**Activity**
Below are the records; give again exactly the lines that run from the one with "Query: light brown stone" through the last line.

(Dataset entries)
◇ ◇ ◇ ◇ ◇
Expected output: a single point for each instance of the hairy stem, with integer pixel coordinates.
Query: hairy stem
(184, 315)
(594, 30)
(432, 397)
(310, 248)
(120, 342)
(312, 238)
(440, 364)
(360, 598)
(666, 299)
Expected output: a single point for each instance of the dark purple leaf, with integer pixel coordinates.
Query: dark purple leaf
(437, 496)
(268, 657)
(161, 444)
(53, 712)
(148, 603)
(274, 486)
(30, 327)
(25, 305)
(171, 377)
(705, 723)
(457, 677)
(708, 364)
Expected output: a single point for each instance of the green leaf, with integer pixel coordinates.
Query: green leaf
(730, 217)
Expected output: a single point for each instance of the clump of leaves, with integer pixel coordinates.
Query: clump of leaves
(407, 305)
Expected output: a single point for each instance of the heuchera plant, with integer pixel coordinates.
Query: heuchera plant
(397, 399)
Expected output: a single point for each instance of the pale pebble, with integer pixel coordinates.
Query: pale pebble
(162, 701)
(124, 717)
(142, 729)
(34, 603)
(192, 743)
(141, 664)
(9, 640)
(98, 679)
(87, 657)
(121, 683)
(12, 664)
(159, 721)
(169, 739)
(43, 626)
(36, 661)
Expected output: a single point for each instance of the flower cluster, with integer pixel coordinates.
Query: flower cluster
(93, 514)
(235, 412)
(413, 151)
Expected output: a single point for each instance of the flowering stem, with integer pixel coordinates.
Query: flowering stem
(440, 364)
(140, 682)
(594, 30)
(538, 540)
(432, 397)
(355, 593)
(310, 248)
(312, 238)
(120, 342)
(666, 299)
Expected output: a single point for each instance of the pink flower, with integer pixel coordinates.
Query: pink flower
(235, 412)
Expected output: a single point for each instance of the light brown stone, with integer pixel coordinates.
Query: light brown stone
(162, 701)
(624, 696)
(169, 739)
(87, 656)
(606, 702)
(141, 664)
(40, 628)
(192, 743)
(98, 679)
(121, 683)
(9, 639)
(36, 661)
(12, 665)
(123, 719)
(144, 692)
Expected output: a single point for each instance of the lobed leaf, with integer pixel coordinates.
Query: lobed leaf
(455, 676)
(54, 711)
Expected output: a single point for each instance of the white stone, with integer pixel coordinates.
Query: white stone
◇ ◇ ◇ ◇ ◇
**Output for this exercise**
Query: light brown stone
(162, 701)
(624, 696)
(169, 739)
(87, 656)
(606, 702)
(141, 664)
(40, 628)
(192, 743)
(98, 679)
(121, 683)
(9, 639)
(36, 661)
(12, 665)
(123, 719)
(144, 692)
Expected output: a single point for each instance of the lobed leaf, with integer pixel coordinates.
Query: lobed leaf
(455, 676)
(54, 711)
Expected output: a single point for each instance of the white stone, with integer pixel coordinates.
Query: white stone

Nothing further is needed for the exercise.